**Cose da fare:**
[1] Secondo l'articolo sul film Nella città l'inferno, da quale romanzo è tratto il film?
[2] Riprendi l'articolo sul film Nella città l'inferno e proseguilo dopo la sua ultima frase.

Stasera in tv Nella città l’inferno, con Anna Magnani e Giulietta Masina

Stasera in tv su Rete 4 alle 00,45 Nella città l’inferno, un film del 1959 diretto da Renato Castellani. Il film è tratto dal romanzo Roma, via delle Mantellate, pubblicato nel 1953 da Isa Mari (pseudonimo di Luisa Rodriguez Mercurio, figlia dell’attore e regista del tempo del muto Febo Mari) ed è basato su una personale esperienza dell’autrice che per motivi politici era stata rinchiusa in quel carcere per 8 mesi. Prodotto da Giuseppe Amato, con la sceneggiatura di Suso Cecchi d’Amico e Renato Castellani, con la fotografia di Leonida Barboni, il montaggio di Jolanda Benvenuti, le scenografie di Ottavio Scotti, i costumi di Beni Montresor e le musiche di Roman Vlad, Nella città l’inferno è interpretato da Anna Magnani, Giulietta Masina, Myriam Bru, Renato Salvatori, Alberto Sordi, Cristina Gaioni, Anita Durante, Milly Monti, Marcella Rovena, Miranda Campa, Sergio Fantoni.

Trama
A torto accusata di furto, l’ingenua Lina finisce nel carcere femminile delle Mantellate. Egle, una recidiva dal passato torbido, la prende subito in simpatia e si mette a insegnarle qualcosa della vita. Cambieranno entrambe: una in un senso, l’altra in quello opposto, ma il carcere resta sempre un inferno.

Nella città l’inferno (1959) di Renato Castellani, merita una particolare menzione perché è il primo film italiano del sottogenere cinematografico comunemente definito ‘Women in prison’ o WIP, che negli anni Settanta conoscerà la sua vera e propria esplosione connotandosi di un marcato erotismo. Qui siamo invece ancora sul terreno del Neorealismo, corrente della quale il regista Castellani fu un esponente minore, bollato dalla critica come neorealista ‘rosa’, per l’eccesso di sentimentalismo presente nelle sue opere, come Due soldi di speranza. Nella città l’inferno infatti non scivola su quel terreno patinato e si mantiene saldamente su quello di un affresco ben riuscito di un microuniverso carcerario femminile, in particolare quello della prigione delle Mantellate, a quel tempo distaccamento di Regina Coeli.

**Dati estratti:**

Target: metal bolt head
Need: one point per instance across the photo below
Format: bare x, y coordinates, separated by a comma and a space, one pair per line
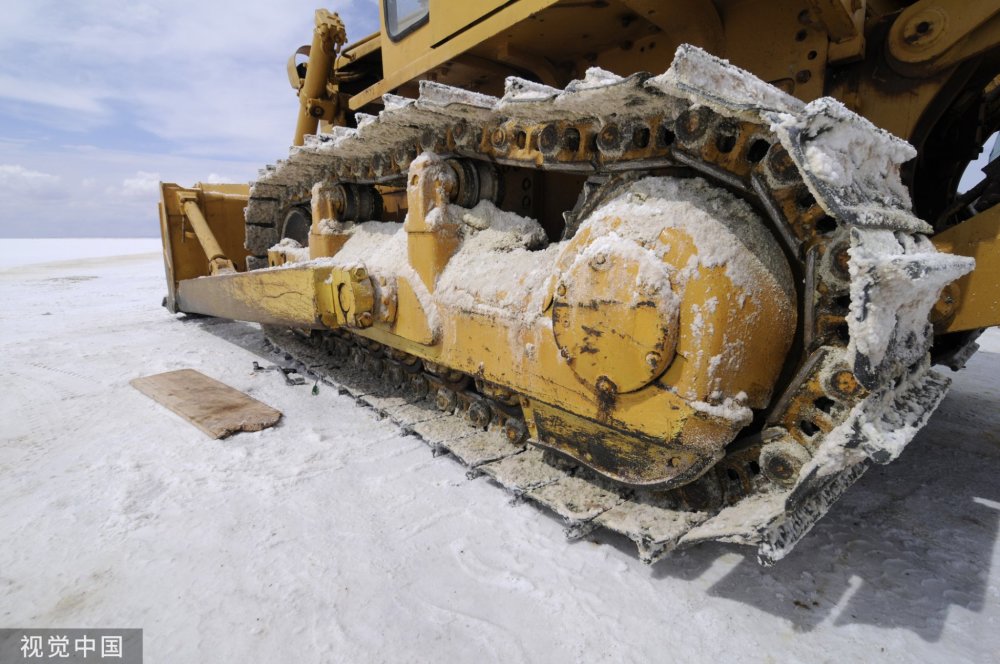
782, 460
515, 431
844, 383
397, 376
418, 385
446, 400
479, 414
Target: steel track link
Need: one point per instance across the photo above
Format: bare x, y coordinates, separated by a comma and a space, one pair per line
737, 133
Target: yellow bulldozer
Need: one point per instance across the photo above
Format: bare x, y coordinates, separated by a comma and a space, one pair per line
678, 269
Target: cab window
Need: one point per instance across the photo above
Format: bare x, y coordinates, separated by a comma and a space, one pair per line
404, 16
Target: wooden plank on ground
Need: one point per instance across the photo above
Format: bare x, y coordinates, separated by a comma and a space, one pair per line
213, 407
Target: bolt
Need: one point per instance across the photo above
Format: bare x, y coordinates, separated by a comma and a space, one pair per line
609, 138
844, 383
479, 414
548, 139
446, 400
782, 460
498, 138
419, 386
397, 376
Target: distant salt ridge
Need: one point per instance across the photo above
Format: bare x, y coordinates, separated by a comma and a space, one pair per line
19, 252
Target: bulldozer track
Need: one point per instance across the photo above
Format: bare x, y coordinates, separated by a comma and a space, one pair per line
751, 140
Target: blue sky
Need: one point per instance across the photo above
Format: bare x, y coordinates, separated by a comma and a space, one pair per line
101, 99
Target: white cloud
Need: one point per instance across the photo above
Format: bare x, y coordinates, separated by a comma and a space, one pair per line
131, 93
142, 185
16, 179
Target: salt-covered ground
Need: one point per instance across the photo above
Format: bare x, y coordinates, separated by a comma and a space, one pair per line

**Risultati per compito:**
[1] Dal romanzo Roma, via delle Mantellate, pubblicato nel 1953 da Isa Mari.

[2]
La sceneggiatura, firmata da Suso Cecchi D’Amico, la quale trascorse come ospite molto tempo in carcere per trarne ispirazione, è tratta da un romanzo autobiografico dal titolo Roma, via delle Mantellate, ed evidentemente quell’approccio antropologico ebbe successo, perché lo script è credibile nei dialoghi, con figure minori come quella di Moby Dick o della contessa, tratteggiate benissimo e capaci di arricchire di colore ed umanità la carrellata di figure presenti fra le sbarre.

Certo, il titolo, Nella città l’inferno, suggerisce la rappresentazione di una realtà ben più truce e dolorosa di quella che risulta dalla visione di questo film, in cui le detenute tutto sommato vivono una condizione dignitosa e tutelata, ma probabilmente i tempi nel sessanta non erano ancora maturi per offrire allo spettatore immagini troppo crude e violente. Il che comunque rimane un punto debole della pellicola, troppo edulcorata nel descrivere la quotidianità delle recluse, nonostante la fotografia di Leonida Borboni sia eccellente nel conferire la consona atmosfera claustrofobica e buia. Ciò in cui invece il film risulta efficace ed ancora attuale è la descrizione del sentimento della noia e della rassegnazione verghiana che attanaglia quasi tutte le detenute, le quali ormai non sperano più in una redenzione, vinte dalla consapevolezza frustrante che il loro destino sia ormai segnato e che anche quando la pena sarà scontata, e torneranno fuori, sarà solo per un breve periodo, in quanto faranno inevitabilmente ritorno, prima o poi, alle patrie galere.

In mezzo a tutta questa disperazione e a questo sconforto, però, c’è una ragazza ancora molto giovane e carina, Marietta, (interpretata dalla bella Cristina Gajoni) la quale ancora può farcela e, dunque, conserva a ragione la speranza di cambiare e di non tornare più lì, anche grazie a un bravo giovane che parrebbe intenzionato a starle accanto e forse a sposarla una volta liberata. La trama vede una ragazzetta, Lisa Borsani (interpretata da Giuletta Masina, nella solita veste di purezza ingenua e fanciullesca che le cadeva a pennello), che, pur innocente, viene accusata di complicità nel furto occorso presso la casa signorile dove era a servizio e per questo incarcerata nel penitenziario delle Mantellate. Senza rivelare troppo, dirò che in carcere ella perderà gradualmente la propria ‘innocenza’ in senso lato, per effetto della cattiva influenza delle compagne.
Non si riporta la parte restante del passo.